WORK REQUEST: Using "item" as the search string, find the matching lines below and copy them.
╭─ RECORDS FOR THE TASK
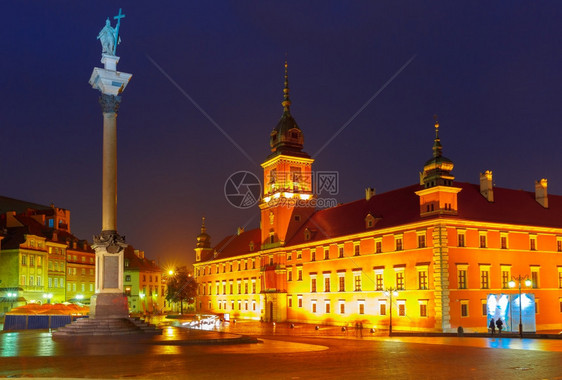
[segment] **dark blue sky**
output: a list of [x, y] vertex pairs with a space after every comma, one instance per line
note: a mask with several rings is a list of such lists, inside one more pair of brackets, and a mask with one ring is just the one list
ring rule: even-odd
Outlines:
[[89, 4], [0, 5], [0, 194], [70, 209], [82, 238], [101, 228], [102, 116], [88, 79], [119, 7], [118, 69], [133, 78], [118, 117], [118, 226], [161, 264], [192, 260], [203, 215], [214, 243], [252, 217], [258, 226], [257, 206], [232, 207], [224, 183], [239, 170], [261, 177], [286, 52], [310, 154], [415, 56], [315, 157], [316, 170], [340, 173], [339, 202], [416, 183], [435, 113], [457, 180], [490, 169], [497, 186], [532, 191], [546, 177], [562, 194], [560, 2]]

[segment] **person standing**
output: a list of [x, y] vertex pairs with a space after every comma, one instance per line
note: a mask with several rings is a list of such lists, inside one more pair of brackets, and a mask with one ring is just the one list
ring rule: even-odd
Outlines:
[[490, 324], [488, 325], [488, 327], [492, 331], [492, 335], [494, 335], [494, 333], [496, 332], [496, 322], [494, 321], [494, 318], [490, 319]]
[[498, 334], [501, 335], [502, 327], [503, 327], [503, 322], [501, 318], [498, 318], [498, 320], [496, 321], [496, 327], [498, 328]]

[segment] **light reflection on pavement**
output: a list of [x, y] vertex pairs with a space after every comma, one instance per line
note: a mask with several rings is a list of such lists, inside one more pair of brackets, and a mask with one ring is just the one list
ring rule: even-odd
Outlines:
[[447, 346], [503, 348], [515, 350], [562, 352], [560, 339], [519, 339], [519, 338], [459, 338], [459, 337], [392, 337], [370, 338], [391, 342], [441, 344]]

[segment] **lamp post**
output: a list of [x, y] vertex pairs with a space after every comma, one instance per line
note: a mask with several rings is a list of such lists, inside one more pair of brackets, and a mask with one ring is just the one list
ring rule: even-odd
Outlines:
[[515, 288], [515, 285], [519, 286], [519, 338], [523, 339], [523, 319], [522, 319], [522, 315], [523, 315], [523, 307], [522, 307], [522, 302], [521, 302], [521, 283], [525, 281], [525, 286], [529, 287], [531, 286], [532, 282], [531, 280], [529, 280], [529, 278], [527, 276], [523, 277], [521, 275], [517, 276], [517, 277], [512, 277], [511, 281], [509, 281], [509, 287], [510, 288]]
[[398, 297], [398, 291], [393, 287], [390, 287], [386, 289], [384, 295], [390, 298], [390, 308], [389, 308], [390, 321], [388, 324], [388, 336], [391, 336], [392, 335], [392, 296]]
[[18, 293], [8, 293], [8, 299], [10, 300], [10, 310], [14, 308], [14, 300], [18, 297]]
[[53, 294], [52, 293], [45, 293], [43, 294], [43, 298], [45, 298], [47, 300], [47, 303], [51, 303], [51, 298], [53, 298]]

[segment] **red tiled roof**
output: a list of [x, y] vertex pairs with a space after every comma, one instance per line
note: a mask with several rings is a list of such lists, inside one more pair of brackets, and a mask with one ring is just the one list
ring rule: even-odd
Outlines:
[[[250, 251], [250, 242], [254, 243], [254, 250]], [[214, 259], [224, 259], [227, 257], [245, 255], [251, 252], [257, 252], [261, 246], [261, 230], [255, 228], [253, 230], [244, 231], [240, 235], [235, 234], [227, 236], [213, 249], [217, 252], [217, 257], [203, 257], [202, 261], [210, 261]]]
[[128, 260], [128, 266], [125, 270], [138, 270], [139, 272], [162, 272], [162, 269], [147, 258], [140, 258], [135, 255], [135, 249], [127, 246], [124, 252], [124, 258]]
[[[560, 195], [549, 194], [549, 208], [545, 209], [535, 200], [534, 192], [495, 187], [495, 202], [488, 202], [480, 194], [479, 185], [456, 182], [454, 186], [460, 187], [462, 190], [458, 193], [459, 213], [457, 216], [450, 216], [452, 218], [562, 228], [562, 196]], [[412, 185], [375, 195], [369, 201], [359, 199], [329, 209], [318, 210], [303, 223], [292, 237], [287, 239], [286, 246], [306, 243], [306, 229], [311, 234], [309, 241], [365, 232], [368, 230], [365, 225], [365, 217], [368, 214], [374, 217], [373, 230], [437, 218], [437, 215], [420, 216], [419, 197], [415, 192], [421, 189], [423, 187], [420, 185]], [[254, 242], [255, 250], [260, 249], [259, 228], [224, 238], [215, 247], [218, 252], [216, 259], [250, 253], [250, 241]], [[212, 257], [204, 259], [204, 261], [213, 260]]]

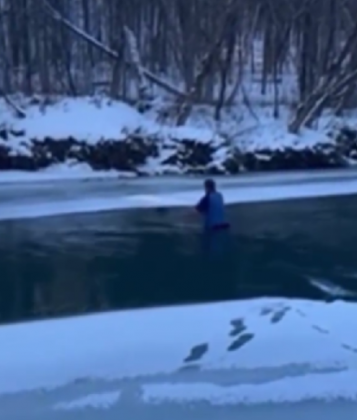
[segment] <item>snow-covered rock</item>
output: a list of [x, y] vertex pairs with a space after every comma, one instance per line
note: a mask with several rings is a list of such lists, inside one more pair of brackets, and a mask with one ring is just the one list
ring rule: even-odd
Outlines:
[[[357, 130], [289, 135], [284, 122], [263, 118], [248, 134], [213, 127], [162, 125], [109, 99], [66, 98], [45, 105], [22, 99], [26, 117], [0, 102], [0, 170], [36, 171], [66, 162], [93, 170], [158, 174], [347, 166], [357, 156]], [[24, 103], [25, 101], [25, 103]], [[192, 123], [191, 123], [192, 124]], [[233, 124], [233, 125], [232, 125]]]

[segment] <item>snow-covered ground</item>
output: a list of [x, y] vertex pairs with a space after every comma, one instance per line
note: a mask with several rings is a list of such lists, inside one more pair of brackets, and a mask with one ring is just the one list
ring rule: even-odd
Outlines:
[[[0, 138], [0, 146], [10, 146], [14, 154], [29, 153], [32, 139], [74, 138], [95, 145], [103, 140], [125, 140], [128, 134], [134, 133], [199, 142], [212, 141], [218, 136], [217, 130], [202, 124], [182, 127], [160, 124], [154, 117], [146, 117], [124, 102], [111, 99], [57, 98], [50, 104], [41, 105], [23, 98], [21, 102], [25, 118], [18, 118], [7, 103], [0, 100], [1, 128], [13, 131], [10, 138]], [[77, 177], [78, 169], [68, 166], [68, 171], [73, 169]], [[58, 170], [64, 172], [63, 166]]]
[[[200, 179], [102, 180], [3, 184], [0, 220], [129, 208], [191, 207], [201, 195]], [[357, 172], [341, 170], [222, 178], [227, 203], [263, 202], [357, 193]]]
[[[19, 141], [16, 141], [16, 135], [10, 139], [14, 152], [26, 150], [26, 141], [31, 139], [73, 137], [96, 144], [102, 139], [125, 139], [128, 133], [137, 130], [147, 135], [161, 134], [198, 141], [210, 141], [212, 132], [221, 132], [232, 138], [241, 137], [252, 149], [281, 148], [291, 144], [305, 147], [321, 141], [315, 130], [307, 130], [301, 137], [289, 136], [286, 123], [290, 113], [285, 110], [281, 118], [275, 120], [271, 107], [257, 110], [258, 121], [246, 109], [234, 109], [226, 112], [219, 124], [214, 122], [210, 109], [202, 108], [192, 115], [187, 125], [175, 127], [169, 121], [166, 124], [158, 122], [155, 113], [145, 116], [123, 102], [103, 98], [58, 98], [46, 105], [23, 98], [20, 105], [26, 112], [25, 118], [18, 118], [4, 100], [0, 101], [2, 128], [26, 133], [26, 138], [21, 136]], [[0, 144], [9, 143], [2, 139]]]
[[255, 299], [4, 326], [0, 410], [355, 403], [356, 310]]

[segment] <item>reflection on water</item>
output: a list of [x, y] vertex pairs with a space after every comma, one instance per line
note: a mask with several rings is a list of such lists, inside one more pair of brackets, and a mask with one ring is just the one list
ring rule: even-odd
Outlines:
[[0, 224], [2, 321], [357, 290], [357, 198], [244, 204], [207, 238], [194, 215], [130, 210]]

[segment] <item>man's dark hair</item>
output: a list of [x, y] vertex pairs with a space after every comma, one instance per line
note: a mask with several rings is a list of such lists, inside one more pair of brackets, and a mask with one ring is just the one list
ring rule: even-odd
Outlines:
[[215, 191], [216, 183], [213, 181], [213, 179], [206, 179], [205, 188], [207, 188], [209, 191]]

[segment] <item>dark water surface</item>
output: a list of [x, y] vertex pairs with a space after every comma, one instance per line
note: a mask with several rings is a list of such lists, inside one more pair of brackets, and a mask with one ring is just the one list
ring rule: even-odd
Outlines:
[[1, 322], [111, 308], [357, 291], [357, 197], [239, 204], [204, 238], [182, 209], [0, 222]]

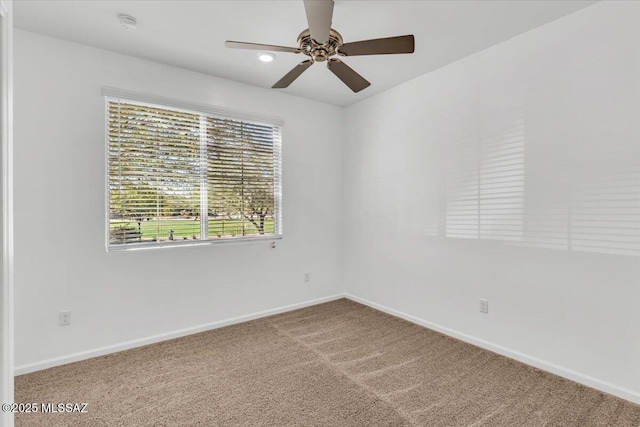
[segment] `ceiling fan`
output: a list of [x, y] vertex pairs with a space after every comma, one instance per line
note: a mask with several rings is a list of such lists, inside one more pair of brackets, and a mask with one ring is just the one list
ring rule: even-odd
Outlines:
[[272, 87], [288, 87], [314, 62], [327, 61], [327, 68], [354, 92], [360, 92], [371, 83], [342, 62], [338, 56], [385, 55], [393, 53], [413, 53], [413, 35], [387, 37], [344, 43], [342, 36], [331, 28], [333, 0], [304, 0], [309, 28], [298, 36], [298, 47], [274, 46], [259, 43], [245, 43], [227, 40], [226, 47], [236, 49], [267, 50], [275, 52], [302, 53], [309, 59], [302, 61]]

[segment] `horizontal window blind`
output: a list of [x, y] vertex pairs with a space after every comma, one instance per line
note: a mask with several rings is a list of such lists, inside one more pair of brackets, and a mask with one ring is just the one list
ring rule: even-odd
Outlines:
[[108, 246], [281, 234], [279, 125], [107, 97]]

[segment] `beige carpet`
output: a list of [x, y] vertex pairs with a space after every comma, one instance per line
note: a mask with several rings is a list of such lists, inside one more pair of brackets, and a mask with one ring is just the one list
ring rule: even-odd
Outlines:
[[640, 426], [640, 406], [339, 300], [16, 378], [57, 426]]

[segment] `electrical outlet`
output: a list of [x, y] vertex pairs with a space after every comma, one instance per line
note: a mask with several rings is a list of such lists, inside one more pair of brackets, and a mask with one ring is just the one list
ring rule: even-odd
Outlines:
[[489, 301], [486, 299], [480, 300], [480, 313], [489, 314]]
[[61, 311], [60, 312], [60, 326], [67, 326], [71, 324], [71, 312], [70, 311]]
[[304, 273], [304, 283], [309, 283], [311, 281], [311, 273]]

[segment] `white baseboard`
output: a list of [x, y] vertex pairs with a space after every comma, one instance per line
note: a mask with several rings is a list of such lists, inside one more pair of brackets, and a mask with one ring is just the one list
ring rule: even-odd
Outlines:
╰─
EXPECTED OUTPUT:
[segment] <item>snow-covered rock</item>
[segment] <item>snow-covered ground</item>
[segment] <item>reflection on water</item>
[segment] <item>man's dark hair</item>
[segment] <item>dark water surface</item>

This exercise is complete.